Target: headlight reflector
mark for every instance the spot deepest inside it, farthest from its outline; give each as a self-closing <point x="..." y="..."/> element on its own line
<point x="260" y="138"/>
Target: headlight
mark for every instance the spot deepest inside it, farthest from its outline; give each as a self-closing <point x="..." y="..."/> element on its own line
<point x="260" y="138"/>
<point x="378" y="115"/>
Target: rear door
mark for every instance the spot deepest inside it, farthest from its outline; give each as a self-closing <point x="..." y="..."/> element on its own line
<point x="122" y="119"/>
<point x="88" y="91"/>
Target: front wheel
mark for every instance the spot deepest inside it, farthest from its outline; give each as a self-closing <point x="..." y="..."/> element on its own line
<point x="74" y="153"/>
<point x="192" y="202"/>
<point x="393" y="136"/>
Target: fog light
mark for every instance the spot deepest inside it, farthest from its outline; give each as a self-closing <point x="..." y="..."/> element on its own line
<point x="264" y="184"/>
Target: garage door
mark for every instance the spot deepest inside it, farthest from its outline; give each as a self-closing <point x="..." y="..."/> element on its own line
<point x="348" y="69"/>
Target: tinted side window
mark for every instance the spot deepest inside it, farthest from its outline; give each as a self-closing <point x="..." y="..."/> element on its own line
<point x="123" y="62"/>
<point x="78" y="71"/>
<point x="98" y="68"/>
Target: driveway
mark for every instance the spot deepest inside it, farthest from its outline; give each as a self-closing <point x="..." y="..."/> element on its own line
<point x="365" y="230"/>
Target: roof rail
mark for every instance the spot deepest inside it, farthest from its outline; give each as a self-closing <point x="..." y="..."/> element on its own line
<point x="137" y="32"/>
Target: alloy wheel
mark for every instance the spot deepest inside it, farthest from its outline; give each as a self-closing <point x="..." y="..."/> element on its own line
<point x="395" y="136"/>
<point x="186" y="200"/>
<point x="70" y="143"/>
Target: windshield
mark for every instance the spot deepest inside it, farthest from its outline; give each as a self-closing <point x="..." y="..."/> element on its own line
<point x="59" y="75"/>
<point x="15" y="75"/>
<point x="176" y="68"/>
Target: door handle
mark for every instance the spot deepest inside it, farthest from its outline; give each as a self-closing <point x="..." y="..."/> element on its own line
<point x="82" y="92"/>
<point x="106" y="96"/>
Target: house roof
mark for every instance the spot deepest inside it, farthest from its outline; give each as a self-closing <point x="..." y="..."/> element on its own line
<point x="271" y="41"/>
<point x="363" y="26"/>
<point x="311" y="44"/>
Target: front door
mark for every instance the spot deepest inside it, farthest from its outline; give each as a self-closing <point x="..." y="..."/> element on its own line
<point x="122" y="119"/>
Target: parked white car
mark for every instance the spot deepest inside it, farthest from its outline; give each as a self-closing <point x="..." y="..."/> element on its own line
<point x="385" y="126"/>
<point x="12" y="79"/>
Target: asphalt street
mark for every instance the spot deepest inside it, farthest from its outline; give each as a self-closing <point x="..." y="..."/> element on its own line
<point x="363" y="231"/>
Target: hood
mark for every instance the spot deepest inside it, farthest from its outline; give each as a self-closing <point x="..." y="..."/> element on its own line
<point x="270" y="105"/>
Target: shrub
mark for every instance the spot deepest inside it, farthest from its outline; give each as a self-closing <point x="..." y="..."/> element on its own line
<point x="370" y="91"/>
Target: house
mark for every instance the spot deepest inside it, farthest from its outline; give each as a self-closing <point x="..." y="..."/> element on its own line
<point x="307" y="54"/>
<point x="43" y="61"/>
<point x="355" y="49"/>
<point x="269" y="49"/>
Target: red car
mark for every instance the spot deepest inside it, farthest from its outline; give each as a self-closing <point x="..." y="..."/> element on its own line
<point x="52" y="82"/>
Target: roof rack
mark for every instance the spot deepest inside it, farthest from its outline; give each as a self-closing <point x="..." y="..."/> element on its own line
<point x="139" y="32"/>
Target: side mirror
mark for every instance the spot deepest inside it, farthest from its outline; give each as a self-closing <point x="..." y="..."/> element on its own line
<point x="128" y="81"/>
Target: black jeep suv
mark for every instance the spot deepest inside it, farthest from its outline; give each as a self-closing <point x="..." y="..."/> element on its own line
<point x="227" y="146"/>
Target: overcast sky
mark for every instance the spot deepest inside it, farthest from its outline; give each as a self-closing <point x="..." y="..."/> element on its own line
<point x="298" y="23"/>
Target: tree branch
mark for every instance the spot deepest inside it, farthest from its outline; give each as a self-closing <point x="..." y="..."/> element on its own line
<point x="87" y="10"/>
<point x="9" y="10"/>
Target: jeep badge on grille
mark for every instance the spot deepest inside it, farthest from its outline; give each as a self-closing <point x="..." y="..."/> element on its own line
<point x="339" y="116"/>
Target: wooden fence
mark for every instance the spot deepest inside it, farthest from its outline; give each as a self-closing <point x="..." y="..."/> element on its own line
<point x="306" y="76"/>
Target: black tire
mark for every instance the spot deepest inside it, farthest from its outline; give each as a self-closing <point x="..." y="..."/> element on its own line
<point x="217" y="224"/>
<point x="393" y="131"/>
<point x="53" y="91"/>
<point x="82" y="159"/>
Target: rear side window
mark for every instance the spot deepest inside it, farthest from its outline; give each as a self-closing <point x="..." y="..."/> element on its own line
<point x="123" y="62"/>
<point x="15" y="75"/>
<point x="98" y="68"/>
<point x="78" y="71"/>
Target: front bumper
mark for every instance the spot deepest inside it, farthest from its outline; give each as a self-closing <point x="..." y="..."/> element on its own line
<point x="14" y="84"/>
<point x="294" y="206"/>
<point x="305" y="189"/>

• • •

_THE PROBLEM:_
Go through the preceding material and copy each line that has the word "front".

_SOLUTION FOR THIS PROBLEM:_
Target: front wheel
Target: front door
Target: front bumper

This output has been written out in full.